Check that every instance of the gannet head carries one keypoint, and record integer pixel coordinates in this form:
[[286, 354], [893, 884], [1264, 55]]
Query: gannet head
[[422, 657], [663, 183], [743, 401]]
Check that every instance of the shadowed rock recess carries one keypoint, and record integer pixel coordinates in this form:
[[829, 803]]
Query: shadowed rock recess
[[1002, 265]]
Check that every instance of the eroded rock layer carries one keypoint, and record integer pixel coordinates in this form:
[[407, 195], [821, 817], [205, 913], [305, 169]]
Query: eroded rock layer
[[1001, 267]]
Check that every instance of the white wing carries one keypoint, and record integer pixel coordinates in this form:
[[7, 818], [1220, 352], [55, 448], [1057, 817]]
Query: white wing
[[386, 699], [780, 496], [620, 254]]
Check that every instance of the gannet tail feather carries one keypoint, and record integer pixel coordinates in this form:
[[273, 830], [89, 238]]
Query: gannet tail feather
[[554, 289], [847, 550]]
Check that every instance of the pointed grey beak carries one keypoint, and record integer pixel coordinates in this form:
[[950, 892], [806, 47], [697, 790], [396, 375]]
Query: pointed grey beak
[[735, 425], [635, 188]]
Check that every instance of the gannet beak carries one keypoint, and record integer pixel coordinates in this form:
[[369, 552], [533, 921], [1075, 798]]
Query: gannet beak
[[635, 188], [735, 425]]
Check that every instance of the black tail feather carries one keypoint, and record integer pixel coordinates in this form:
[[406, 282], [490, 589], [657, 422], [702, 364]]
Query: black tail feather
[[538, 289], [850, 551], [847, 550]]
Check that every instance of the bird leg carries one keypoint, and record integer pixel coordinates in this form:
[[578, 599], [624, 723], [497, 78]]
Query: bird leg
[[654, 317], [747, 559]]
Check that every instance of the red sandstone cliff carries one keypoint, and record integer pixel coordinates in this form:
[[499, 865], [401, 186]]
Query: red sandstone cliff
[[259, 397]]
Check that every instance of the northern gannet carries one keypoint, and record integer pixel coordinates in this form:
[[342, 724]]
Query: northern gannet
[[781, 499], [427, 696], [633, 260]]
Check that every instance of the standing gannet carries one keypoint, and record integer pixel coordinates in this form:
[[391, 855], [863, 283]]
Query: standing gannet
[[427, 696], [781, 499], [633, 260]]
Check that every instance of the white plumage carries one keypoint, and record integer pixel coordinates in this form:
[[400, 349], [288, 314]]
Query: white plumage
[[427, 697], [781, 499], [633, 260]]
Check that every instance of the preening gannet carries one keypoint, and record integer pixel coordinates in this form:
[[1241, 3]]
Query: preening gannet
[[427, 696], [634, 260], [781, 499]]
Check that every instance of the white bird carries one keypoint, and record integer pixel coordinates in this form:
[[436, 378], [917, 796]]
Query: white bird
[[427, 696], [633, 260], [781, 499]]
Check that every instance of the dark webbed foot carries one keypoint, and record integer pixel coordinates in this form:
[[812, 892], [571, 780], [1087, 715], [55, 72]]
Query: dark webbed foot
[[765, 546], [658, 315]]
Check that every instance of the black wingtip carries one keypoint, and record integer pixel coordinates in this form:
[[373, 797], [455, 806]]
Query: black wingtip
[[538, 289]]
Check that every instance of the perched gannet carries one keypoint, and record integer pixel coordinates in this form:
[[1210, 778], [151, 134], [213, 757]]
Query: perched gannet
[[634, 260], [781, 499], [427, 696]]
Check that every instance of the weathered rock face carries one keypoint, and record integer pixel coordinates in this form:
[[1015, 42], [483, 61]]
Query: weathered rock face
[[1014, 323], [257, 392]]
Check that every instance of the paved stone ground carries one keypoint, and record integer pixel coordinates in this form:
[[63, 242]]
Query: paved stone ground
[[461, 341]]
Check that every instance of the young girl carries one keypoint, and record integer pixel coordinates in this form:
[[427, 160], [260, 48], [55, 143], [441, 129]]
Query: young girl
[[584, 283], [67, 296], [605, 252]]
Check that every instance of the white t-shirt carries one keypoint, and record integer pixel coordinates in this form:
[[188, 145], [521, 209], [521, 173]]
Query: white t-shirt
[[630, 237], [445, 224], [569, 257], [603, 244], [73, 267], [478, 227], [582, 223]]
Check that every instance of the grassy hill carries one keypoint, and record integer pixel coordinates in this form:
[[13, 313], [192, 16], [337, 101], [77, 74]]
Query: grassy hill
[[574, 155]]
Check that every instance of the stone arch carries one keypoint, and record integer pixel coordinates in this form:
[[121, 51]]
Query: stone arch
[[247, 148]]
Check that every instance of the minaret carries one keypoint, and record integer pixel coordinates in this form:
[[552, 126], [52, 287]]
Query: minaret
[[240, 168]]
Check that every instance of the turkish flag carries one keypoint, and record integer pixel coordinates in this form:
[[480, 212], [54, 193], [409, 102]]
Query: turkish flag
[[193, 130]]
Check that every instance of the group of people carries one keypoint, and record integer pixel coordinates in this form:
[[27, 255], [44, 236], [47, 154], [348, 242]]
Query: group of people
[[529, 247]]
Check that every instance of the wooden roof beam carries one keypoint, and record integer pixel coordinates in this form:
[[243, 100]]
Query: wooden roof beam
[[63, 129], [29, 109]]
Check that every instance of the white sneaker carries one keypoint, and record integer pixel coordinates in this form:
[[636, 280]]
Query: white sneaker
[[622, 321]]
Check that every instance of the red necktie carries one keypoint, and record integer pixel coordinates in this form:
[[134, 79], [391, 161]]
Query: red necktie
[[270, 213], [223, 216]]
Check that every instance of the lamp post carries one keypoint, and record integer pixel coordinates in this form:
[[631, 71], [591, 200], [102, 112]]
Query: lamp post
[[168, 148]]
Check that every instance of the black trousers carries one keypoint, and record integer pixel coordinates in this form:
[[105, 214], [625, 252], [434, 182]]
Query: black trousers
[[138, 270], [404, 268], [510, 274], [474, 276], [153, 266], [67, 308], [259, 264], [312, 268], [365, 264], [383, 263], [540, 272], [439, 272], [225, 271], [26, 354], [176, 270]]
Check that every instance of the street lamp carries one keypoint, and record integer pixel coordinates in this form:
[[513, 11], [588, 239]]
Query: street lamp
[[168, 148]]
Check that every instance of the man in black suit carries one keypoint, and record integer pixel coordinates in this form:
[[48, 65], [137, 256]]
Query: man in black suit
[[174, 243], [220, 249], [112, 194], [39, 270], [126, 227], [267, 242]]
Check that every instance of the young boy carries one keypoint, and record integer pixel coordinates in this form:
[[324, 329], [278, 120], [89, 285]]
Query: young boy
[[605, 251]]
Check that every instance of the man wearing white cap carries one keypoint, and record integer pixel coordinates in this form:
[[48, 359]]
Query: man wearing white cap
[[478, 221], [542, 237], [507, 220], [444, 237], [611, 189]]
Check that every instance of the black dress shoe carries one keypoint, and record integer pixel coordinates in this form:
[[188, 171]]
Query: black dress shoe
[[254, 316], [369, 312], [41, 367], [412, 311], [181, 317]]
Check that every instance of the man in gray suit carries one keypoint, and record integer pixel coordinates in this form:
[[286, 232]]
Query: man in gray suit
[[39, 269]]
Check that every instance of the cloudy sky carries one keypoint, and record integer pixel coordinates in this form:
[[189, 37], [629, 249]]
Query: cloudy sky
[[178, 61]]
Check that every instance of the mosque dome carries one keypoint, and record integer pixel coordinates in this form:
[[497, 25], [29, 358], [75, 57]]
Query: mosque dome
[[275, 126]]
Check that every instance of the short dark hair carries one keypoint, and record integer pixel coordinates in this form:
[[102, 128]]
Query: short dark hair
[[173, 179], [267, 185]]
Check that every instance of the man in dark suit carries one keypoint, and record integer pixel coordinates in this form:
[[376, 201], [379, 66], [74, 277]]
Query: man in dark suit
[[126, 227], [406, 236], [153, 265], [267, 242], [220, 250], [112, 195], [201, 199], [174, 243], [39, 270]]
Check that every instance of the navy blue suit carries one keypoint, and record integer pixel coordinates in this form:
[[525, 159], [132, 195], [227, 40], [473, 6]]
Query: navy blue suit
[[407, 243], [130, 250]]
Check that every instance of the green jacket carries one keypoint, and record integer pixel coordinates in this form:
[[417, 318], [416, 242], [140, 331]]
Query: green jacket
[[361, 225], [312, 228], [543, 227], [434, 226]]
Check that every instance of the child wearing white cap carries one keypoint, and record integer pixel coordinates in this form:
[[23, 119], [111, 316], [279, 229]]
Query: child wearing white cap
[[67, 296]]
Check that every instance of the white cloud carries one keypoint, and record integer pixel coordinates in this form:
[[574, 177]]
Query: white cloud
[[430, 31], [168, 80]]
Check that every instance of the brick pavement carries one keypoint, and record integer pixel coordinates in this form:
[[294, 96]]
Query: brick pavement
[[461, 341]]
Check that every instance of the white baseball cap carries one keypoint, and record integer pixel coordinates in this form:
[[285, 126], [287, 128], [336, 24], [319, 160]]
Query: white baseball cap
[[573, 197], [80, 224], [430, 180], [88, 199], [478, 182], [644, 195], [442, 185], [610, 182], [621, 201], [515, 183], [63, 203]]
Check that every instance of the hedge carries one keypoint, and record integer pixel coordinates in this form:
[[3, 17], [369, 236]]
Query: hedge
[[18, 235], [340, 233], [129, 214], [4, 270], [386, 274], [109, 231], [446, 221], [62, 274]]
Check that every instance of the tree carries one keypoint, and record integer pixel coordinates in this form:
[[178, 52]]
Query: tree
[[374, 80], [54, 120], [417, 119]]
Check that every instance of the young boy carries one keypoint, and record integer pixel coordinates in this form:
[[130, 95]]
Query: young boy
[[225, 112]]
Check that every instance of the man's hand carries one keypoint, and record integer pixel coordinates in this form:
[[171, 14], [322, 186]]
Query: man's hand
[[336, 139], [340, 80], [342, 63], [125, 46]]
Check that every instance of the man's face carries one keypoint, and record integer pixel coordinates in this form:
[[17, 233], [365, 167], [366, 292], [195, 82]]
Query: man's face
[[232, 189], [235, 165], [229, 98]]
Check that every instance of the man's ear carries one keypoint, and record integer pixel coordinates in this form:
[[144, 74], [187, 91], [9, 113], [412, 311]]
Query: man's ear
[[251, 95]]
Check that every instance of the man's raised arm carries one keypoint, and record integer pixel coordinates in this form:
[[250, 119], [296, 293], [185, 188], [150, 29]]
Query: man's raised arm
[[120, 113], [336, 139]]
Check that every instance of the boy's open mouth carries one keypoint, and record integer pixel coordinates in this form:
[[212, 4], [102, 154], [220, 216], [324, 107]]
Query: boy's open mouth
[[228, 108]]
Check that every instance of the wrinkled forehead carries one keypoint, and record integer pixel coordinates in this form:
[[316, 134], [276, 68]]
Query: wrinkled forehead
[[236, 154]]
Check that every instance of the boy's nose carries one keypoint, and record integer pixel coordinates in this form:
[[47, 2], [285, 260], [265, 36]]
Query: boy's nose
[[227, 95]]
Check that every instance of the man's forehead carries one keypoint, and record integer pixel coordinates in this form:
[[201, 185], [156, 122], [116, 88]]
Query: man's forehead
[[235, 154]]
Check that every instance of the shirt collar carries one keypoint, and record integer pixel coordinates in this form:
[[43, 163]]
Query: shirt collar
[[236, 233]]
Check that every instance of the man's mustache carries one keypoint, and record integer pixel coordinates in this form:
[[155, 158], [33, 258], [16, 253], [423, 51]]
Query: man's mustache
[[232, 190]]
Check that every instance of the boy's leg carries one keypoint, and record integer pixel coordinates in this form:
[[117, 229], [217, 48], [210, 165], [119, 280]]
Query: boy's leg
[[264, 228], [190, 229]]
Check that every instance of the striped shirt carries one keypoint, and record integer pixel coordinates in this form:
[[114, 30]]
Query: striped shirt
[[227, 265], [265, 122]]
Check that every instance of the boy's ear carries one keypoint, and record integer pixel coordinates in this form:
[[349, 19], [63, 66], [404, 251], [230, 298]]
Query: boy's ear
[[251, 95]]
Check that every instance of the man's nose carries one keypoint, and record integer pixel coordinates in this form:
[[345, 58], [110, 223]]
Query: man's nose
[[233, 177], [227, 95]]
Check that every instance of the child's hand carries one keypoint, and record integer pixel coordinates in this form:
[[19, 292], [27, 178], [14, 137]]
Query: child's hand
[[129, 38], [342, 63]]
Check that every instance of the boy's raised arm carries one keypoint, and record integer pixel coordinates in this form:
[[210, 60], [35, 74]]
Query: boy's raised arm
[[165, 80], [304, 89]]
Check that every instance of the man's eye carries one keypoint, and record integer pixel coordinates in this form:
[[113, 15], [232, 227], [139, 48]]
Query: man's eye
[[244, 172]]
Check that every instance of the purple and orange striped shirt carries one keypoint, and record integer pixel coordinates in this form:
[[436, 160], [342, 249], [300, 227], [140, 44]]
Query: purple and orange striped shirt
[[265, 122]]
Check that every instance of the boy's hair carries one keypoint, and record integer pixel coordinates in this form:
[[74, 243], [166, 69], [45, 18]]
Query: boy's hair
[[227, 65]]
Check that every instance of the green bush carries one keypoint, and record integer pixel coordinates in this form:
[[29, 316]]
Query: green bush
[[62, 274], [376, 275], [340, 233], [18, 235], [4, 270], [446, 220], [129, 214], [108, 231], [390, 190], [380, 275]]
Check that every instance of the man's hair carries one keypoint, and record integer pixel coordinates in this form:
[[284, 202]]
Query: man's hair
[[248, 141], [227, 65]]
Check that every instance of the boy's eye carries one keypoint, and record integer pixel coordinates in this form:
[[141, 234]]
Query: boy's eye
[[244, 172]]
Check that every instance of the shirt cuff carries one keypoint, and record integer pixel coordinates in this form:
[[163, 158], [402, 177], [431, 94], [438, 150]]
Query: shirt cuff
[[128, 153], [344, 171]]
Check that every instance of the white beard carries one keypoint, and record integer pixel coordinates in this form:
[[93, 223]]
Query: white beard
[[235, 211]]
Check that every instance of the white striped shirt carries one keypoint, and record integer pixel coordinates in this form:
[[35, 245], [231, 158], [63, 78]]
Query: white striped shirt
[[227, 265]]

^^^^^^^^^^^^^^^^

## [WHAT IS BEING ASKED]
Of the lines above, extract only those from the line with "Query: man's forehead" to the line with "[[155, 158], [33, 258], [16, 253], [423, 51]]", both included, exactly as written.

## [RESPONSE BELOW]
Query: man's forehead
[[235, 154]]
Check that every instance of the shirt collar carries one keypoint, and record integer pixel coordinates in this form:
[[43, 163]]
Query: shirt collar
[[236, 233]]
Check that every instance of the man's mustache carries one keypoint, and record integer pixel coordinates in this form:
[[155, 158], [33, 258], [16, 253], [423, 51]]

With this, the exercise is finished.